* [Extract]
▼▼▼

In addition to developing One Login – the new government-wide online system for accessing government services – GDS also oversees GOV.UK, which “continued to be the digital home for EU exit information and services,” during the year, the report said.

“Throughout the year, GDS supported departments to meet user needs by providing digital services, tools and platforms and collaborated across government to respond to COVID-19. Over 173 million people visited the ‘registering COVID-19 results’ service, and over two million completed the business support tool,” the report said. “The accessibility and mobile usability of GOV.UK’s homepage was improved and, more recently, GDS helped establish a digital hub for critical Ukraine information.

▲▲▲

* [Records provided]
▼▼▼

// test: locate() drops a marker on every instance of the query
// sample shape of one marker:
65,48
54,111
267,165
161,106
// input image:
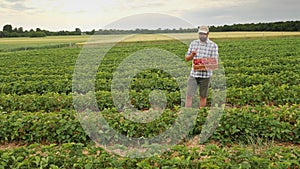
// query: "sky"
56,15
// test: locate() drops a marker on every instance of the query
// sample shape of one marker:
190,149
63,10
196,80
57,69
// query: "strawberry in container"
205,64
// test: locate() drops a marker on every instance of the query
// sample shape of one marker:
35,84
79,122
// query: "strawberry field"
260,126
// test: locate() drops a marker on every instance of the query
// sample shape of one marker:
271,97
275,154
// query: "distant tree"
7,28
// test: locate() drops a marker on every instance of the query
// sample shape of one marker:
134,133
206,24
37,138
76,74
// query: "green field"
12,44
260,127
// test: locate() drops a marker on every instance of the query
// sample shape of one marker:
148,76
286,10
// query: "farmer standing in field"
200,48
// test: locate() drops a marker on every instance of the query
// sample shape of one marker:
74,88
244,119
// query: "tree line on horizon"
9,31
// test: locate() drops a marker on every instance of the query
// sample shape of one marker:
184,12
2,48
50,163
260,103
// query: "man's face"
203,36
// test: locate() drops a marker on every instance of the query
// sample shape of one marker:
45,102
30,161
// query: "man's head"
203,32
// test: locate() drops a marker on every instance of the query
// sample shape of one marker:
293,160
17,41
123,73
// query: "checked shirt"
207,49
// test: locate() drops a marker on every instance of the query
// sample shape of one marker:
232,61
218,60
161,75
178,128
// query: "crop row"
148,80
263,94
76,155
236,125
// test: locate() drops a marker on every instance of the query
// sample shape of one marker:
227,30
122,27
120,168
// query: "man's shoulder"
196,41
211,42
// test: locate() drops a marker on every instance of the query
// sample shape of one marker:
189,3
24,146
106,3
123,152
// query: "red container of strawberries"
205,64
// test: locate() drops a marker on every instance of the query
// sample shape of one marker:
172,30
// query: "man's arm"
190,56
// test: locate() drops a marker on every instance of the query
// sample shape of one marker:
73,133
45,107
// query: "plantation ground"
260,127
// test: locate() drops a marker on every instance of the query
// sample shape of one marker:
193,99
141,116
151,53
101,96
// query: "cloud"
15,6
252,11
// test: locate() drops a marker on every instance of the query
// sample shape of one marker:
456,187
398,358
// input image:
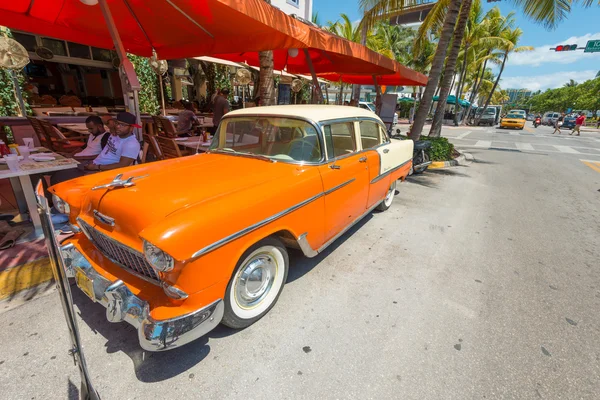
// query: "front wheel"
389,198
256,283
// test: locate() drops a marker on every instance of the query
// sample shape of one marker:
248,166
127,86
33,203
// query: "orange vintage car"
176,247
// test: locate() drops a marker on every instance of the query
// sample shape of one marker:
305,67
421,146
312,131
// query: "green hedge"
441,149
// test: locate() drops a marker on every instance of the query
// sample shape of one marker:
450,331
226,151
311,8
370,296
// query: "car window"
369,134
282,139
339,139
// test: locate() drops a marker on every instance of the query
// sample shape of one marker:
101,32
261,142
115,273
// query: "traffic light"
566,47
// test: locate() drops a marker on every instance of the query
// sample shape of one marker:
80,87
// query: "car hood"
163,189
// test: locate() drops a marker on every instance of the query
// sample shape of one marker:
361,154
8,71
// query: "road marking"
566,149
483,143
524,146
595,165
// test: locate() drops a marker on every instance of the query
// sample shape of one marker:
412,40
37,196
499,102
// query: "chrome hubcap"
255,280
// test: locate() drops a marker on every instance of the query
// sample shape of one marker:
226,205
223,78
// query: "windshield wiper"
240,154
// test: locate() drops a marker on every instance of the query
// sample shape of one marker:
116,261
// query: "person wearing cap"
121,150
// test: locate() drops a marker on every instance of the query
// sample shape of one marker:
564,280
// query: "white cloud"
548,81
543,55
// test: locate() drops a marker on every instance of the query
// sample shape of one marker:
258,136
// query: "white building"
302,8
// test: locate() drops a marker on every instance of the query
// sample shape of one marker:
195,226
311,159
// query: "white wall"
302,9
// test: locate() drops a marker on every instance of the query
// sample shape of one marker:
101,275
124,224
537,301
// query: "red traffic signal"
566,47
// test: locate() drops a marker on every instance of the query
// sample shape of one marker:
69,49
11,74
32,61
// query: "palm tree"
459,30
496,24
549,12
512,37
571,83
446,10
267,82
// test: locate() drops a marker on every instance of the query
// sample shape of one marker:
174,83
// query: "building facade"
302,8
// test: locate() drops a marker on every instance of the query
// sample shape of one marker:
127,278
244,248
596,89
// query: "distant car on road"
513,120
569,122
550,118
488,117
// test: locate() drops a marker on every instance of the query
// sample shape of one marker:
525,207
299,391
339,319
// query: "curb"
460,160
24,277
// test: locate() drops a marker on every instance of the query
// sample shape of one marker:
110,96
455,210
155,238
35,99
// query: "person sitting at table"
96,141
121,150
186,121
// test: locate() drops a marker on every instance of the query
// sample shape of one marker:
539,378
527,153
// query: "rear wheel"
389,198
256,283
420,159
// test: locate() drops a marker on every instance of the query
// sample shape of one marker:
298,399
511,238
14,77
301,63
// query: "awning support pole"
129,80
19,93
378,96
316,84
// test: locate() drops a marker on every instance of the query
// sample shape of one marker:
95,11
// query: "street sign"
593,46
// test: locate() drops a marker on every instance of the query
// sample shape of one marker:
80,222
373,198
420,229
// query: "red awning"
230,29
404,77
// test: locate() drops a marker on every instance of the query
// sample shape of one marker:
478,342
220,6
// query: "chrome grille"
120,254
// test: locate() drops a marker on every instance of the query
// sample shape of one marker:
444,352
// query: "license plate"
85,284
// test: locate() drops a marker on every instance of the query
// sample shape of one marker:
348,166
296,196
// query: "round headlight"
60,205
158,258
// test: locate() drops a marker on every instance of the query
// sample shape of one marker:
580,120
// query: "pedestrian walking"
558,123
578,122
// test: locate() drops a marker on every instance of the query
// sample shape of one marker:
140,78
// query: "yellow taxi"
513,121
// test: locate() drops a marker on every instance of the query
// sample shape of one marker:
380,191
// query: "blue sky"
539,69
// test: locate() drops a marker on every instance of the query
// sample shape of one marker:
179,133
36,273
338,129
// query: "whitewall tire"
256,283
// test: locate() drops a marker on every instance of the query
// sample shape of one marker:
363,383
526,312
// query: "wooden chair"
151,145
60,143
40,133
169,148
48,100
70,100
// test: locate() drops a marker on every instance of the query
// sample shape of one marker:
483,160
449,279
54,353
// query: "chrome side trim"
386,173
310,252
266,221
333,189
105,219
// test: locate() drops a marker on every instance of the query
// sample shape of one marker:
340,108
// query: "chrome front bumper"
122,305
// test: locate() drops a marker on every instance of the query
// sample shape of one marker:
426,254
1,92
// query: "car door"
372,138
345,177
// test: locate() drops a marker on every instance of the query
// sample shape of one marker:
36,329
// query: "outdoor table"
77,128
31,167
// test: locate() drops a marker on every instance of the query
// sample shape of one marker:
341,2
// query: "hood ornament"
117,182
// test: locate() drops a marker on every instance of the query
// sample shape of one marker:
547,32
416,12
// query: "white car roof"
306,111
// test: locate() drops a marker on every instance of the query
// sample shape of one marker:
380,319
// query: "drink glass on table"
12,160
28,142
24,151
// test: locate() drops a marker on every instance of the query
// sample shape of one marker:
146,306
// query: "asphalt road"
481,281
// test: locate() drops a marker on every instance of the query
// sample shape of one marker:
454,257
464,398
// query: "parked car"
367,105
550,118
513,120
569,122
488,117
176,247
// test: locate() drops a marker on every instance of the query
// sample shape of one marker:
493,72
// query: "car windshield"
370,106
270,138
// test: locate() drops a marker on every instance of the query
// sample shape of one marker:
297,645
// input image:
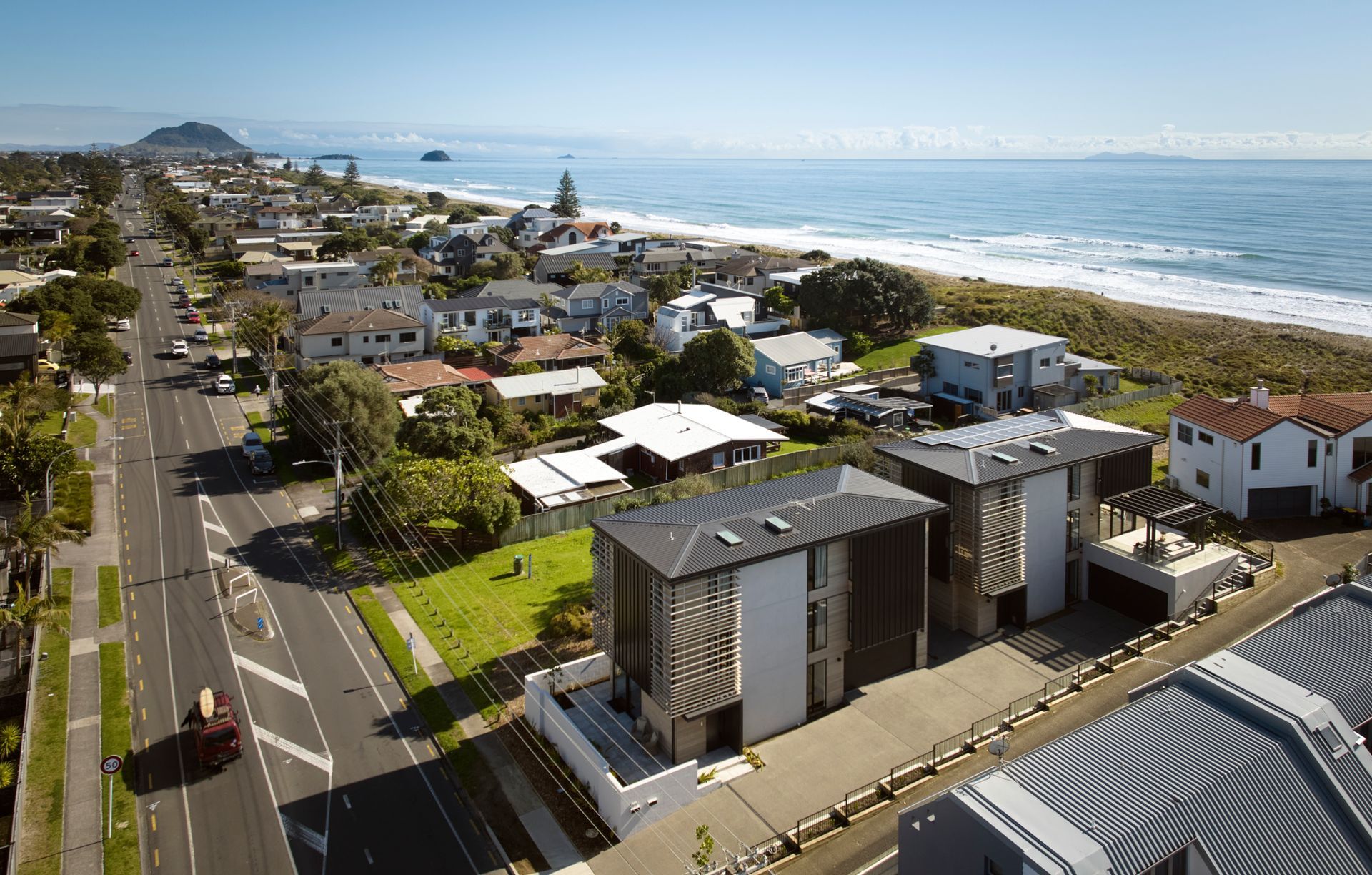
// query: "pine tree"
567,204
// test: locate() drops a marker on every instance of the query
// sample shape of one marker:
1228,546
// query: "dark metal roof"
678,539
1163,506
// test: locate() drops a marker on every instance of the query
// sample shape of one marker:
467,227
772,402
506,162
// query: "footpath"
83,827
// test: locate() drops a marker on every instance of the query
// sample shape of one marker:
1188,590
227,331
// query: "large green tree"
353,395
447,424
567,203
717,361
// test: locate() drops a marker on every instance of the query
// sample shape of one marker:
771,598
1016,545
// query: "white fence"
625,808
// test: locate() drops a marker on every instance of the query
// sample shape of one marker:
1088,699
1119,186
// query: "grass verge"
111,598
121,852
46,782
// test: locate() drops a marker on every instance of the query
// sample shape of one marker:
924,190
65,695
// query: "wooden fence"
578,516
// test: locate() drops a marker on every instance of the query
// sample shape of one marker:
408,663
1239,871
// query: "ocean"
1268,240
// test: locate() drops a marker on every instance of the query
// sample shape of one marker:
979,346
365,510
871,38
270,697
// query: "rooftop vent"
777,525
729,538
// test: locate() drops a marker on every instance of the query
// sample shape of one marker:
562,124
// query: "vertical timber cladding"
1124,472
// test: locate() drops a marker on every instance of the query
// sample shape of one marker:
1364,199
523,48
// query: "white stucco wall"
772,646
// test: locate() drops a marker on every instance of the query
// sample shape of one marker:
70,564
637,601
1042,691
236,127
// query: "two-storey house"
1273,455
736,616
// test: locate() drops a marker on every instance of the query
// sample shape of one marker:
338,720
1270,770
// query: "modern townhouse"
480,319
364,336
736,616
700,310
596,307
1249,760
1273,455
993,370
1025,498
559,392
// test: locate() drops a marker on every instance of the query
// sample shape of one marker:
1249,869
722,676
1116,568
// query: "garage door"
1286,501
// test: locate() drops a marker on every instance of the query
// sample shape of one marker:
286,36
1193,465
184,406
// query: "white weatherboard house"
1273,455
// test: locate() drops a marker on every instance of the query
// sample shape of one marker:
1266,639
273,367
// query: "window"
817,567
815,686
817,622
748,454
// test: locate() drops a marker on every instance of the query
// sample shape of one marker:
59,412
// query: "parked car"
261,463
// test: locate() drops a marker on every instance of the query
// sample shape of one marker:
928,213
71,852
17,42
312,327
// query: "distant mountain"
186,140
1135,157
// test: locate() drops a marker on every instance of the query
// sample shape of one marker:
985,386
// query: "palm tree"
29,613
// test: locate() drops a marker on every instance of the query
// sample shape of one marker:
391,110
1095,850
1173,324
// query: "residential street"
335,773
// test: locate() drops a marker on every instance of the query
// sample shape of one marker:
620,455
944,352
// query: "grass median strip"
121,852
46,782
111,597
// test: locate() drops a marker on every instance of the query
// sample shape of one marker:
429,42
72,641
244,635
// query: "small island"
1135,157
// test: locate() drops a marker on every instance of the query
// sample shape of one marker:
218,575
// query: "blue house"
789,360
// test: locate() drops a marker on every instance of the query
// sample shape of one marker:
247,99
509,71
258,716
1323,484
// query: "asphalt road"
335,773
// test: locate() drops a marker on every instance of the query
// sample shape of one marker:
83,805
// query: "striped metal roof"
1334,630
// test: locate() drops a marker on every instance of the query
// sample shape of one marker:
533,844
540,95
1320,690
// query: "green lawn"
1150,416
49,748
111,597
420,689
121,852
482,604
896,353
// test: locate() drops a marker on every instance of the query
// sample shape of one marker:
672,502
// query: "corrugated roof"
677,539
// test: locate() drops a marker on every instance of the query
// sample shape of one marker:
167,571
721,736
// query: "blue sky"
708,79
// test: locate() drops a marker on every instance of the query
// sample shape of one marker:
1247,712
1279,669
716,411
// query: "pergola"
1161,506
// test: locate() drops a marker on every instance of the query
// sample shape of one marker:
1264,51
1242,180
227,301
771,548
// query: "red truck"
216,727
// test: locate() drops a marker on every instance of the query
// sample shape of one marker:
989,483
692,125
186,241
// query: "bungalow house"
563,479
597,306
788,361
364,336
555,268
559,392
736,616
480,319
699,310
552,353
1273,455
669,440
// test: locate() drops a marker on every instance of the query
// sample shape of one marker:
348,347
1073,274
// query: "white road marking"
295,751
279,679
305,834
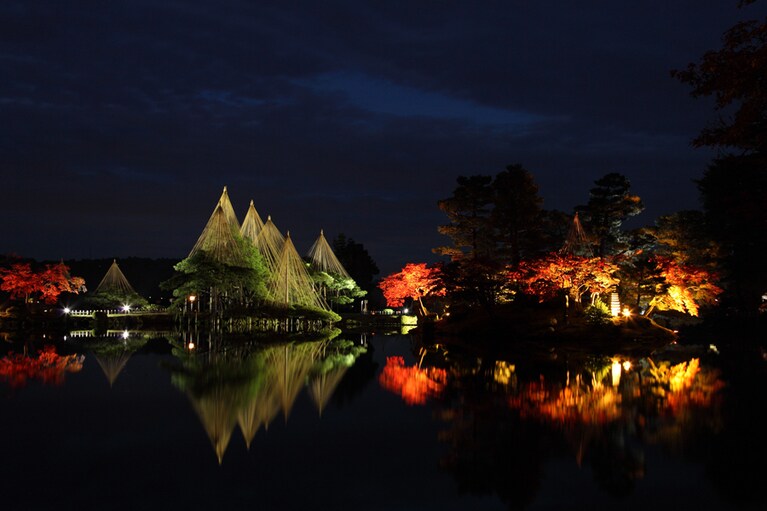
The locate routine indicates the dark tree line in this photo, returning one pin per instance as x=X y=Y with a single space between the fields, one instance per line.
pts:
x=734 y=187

▲▲▲

* [Required actions]
a - Do the following statements agree with the GDS excerpt? (i) More than 173 million people visited the 'registering COVID-19 results' service. (ii) GDS develops One Login but no longer oversees GOV.UK. (iii) Fewer than one million people completed the business support tool. For each, answer yes or no and quote the deciding words of the excerpt.
b - In the GDS excerpt, what three things did GDS provide to support departments in meeting user needs?
c - Extend the excerpt on the GDS report's account of the year, starting after its last sentence.

* [Answers provided]
a -
(i) Yes: "Over 173 million people visited the ‘registering COVID-19 results’ service"
(ii) No: "GDS also oversees GOV.UK"
(iii) No: "over two million completed the business support tool"

b - Digital services, tools, and platforms.

c -
It added: “The One Login for Government programme – aimed at making it easier for more people to access government services online – has been prioritised and progressed this year. The programme’s first deliverable, a single sign-on platform which enables users to login and be authenticated, went live in October 2021. A high-level technical architecture has been designed and the first service, the Disclosure and Barring Service’s basic check, was on-boarded to the identity assurance part of the system in June 2022. GDS continued to develop and improve existing components in use across government. In 2021/22, 5,634 services across 1,000 organisations were supported to send over 2.3 billion emails, text messages and letters through GOV.UK Notify. GOV.UK Pay supported 476 services, taking a total of 14.7 million payments with a combined value of £938m.”